| SHORT PROBLEM A |
According to the minimum wage text, how many people are unemployed?
| SHORT PROBLEM B |
Translate this sentence from the minimum wage text into Spanish: "Attempting to force employers to pay higher wages causes people who have jobs to lose them."
| SHORT PROBLEM C |
List each number written in digits in the minimum wage text, counting a repeated number once.

| READING TEXT |
○ ○ ○ ○ ○ ○ ○

The politicians who approved the National Minimum Wage (NMW) Bill appear to believe that they live in an Alice in Wonderland world in which they have been issued with “magic wands” that enable them to adopt legislation and regulations that do good without doing harm. In the real world of economic consequences, the NMW is set to harm a great many unfortunates who currently earn incomes that are well below the NMW. The NMW will cause many to lose their jobs and make it even more difficult for the 9.48 million unemployed to access jobs.
Should low-income people earn higher wages? Absolutely! The problem is that research shows that higher wages cannot be brought about by force. That is what this legislation seeks to do. Attempting to force employers to pay higher wages causes people who have jobs to lose them. It also raises the barrier to entry into the jobs market, making it harder for jobless people to get jobs.
The real route to higher wages requires strategic thinking, such as the “positive non-intervention” policy applied in Hong Kong in 1945 at the end of Wold War II. More than a million Chinese residents who had been deported during the war, flooded back to Hong Kong at a rate of about 100,000 per month between 1945 and 1947, taking the population to its former level of about 1.8 million.

○ ○ ○ ○ ○ ○ ○

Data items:
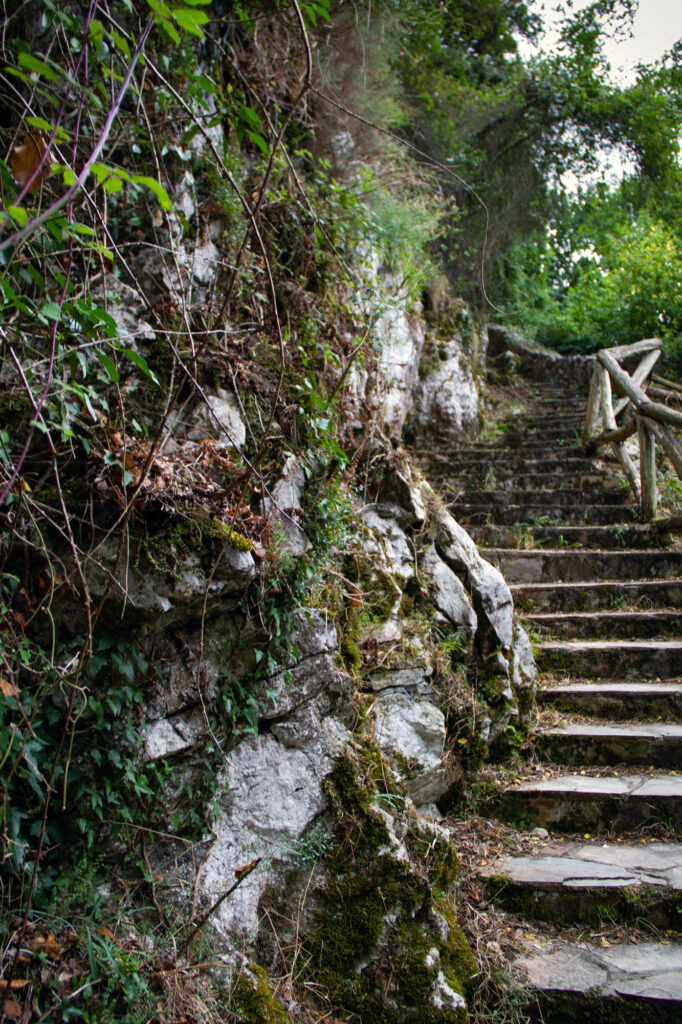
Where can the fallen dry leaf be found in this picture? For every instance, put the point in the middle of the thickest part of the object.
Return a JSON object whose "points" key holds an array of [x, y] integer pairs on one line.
{"points": [[8, 689], [48, 945], [26, 160], [241, 871], [11, 1009]]}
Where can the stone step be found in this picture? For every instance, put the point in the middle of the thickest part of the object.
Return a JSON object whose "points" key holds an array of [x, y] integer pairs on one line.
{"points": [[611, 658], [543, 482], [546, 514], [566, 497], [656, 745], [482, 463], [600, 594], [627, 625], [566, 565], [565, 882], [588, 803], [625, 983], [503, 456], [614, 537], [621, 699], [540, 433]]}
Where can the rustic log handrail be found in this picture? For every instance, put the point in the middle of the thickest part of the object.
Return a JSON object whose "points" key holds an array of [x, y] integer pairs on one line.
{"points": [[650, 420]]}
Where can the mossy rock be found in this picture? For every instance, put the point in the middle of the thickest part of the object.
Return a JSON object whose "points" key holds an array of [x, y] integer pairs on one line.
{"points": [[380, 945], [253, 999]]}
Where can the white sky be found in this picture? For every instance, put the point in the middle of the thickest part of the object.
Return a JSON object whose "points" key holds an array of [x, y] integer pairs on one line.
{"points": [[656, 28]]}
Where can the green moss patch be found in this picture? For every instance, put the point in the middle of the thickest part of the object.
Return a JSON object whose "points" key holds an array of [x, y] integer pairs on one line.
{"points": [[380, 945]]}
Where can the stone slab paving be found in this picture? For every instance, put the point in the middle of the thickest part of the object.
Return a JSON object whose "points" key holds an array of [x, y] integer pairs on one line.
{"points": [[579, 562], [597, 594], [643, 786], [565, 864], [649, 971], [622, 699]]}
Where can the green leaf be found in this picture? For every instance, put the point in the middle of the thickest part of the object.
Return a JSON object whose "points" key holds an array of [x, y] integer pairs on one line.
{"points": [[113, 184], [109, 366], [18, 214], [190, 19], [39, 67], [259, 141], [157, 188], [51, 310]]}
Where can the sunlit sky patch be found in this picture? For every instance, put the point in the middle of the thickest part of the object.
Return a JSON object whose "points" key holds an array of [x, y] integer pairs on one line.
{"points": [[656, 28]]}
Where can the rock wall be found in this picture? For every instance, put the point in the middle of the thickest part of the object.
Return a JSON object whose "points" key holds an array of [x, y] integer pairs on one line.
{"points": [[331, 768]]}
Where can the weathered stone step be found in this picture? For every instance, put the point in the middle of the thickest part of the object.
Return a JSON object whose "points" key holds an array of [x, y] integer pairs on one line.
{"points": [[500, 454], [622, 699], [567, 497], [601, 594], [657, 745], [566, 565], [620, 985], [527, 481], [611, 658], [582, 803], [628, 625], [480, 464], [570, 882], [614, 537], [546, 514]]}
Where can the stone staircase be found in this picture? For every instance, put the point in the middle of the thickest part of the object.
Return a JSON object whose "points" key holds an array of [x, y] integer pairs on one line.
{"points": [[601, 597]]}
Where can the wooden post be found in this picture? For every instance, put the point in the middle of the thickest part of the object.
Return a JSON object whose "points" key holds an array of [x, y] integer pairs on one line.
{"points": [[639, 376], [639, 399], [669, 442], [592, 415], [627, 464], [647, 465]]}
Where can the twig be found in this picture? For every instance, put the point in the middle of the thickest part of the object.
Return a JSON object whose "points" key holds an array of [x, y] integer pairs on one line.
{"points": [[211, 910]]}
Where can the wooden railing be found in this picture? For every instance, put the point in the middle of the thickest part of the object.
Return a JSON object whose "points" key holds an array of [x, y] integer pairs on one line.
{"points": [[651, 420]]}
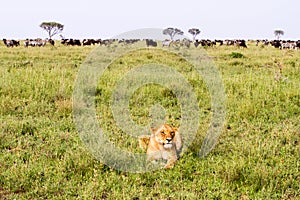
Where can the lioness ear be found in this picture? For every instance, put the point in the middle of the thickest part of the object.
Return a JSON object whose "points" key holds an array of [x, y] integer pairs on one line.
{"points": [[153, 130]]}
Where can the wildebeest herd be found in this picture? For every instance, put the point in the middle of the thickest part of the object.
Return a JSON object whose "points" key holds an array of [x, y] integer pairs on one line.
{"points": [[280, 44]]}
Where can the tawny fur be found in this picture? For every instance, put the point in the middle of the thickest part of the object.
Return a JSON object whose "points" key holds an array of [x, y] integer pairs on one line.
{"points": [[165, 143]]}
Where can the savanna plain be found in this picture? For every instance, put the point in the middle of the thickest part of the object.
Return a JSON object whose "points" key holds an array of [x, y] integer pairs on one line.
{"points": [[257, 156]]}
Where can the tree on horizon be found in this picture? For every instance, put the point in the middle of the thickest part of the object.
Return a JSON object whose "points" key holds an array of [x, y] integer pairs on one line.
{"points": [[172, 32], [52, 28], [278, 33], [194, 32]]}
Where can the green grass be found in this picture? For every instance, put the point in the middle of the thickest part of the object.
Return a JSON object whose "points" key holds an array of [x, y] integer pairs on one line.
{"points": [[42, 156]]}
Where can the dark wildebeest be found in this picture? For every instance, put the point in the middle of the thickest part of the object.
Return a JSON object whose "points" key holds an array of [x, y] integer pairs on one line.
{"points": [[276, 43], [11, 43], [150, 42]]}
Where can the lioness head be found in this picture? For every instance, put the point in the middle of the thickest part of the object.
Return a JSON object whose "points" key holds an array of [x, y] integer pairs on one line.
{"points": [[165, 135]]}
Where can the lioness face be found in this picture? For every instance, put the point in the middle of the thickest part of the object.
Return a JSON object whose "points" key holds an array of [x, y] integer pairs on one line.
{"points": [[165, 135]]}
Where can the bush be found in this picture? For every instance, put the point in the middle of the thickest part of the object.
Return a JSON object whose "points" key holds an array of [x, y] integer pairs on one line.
{"points": [[236, 55]]}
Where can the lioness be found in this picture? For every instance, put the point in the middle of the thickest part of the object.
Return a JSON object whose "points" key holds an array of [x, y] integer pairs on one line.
{"points": [[165, 143]]}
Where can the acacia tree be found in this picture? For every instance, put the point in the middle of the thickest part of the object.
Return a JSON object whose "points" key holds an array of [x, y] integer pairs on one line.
{"points": [[278, 33], [52, 28], [194, 32], [172, 32]]}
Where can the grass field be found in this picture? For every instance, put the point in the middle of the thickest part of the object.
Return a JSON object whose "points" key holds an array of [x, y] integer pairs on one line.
{"points": [[257, 156]]}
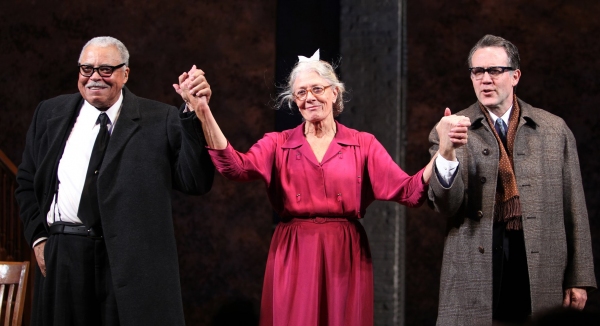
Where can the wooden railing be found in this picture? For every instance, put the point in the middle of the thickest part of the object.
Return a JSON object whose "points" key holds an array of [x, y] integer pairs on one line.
{"points": [[13, 246]]}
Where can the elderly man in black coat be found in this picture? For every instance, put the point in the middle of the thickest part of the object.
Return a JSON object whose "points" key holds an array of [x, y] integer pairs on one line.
{"points": [[95, 197]]}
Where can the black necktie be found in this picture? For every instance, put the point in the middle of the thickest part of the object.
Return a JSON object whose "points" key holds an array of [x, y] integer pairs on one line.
{"points": [[500, 127], [89, 210]]}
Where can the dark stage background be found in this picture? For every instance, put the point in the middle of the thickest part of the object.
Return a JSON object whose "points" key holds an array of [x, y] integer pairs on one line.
{"points": [[223, 237]]}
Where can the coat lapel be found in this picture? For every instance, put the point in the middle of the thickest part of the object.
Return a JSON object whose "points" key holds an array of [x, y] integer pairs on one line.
{"points": [[58, 128]]}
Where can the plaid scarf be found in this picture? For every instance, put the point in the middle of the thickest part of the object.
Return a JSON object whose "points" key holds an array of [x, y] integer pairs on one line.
{"points": [[508, 205]]}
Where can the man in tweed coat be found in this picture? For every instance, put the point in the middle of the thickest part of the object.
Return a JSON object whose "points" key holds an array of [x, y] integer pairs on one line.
{"points": [[518, 239]]}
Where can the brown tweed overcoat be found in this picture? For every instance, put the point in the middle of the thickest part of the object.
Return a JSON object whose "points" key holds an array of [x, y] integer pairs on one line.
{"points": [[555, 220]]}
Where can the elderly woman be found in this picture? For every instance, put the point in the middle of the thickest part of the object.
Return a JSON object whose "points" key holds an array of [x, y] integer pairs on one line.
{"points": [[320, 177]]}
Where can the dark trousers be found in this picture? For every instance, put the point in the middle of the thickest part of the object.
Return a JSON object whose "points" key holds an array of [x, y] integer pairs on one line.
{"points": [[77, 289], [512, 296]]}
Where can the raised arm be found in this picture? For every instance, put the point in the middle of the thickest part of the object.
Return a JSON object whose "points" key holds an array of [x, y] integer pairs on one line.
{"points": [[195, 91], [452, 133]]}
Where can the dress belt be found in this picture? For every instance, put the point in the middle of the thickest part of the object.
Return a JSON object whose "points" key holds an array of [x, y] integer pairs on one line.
{"points": [[320, 220], [75, 229]]}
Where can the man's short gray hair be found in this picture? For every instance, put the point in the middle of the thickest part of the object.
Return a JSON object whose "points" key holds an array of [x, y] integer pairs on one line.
{"points": [[106, 41]]}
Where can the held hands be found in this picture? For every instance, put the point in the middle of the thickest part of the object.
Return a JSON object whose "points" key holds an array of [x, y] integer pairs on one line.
{"points": [[194, 89], [452, 131]]}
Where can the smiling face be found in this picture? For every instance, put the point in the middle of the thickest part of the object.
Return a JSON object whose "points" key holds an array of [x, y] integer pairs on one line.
{"points": [[102, 92], [315, 107], [496, 94]]}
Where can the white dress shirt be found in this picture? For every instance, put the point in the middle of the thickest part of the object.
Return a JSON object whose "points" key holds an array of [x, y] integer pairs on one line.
{"points": [[73, 164]]}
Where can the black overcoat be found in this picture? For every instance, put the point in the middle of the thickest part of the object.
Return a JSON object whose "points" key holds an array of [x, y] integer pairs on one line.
{"points": [[153, 149]]}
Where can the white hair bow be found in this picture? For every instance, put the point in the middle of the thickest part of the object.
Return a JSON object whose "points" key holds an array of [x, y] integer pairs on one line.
{"points": [[315, 57]]}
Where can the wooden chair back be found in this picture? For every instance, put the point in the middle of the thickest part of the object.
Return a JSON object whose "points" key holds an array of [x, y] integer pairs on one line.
{"points": [[13, 277]]}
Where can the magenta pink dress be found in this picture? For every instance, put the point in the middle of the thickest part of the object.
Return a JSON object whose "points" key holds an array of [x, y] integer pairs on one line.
{"points": [[319, 269]]}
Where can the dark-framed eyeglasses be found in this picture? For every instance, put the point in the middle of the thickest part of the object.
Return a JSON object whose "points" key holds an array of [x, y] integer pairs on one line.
{"points": [[103, 71], [494, 72], [316, 90]]}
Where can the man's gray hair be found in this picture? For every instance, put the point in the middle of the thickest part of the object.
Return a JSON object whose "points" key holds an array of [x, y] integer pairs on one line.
{"points": [[488, 41], [106, 41], [326, 71]]}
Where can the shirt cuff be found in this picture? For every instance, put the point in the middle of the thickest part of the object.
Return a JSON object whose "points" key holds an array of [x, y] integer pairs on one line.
{"points": [[446, 170]]}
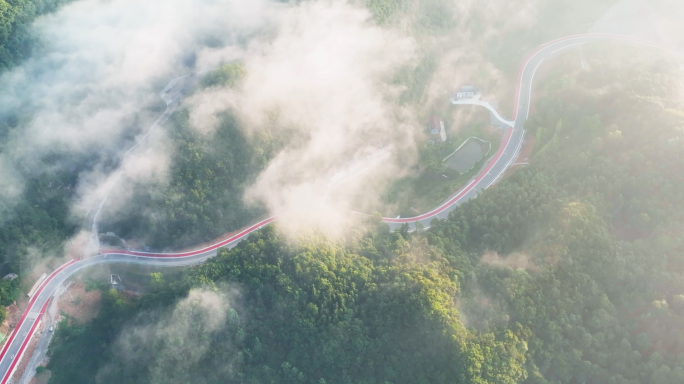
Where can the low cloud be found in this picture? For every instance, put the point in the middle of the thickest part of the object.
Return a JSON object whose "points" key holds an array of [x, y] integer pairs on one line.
{"points": [[324, 71], [168, 347], [515, 260], [95, 86]]}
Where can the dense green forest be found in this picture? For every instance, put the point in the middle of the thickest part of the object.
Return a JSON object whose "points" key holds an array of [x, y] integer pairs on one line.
{"points": [[204, 197], [568, 271], [39, 221]]}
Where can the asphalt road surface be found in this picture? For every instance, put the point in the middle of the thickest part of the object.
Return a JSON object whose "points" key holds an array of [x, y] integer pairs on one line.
{"points": [[16, 343]]}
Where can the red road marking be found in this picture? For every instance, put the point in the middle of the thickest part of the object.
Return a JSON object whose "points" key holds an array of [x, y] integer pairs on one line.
{"points": [[525, 61], [465, 190], [197, 252]]}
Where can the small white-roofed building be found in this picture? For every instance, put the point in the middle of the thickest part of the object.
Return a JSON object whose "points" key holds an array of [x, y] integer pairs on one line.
{"points": [[467, 92]]}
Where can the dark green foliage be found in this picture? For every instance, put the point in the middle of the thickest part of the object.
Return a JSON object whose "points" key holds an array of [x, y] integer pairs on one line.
{"points": [[204, 197], [318, 312], [588, 286]]}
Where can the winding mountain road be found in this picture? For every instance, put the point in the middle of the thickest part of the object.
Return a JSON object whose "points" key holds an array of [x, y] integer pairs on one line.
{"points": [[16, 343]]}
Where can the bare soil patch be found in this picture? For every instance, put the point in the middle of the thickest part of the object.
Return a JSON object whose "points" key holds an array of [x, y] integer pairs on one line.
{"points": [[79, 305]]}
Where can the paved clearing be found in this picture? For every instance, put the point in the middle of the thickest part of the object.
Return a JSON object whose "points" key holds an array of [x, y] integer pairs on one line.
{"points": [[466, 157]]}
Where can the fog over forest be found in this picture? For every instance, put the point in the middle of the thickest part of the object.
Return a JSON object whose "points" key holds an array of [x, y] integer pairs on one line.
{"points": [[164, 125]]}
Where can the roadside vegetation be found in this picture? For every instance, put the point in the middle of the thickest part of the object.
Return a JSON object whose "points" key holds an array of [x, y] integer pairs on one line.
{"points": [[432, 180], [569, 271]]}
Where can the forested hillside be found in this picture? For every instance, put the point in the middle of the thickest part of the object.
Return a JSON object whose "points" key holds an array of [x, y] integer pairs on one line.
{"points": [[17, 42], [568, 271]]}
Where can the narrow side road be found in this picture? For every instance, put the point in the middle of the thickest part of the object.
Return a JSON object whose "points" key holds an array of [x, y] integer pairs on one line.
{"points": [[16, 343]]}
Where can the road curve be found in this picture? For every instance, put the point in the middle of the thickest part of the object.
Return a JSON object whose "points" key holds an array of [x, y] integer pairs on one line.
{"points": [[16, 343]]}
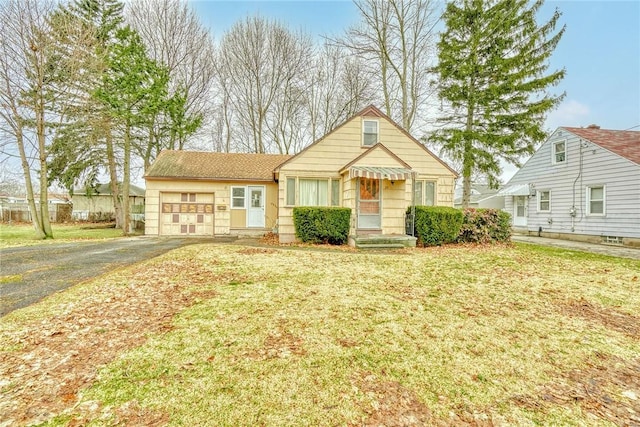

○ ○ ○ ○ ○ ○ ○

| TASK ANSWER A |
9.48 million

| TASK ANSWER B |
Intentar obligar a los empleadores a pagar salarios más altos hace que las personas que tienen empleo lo pierdan.

| TASK ANSWER C |
9.48 million
1945
100,000
1947
1.8 million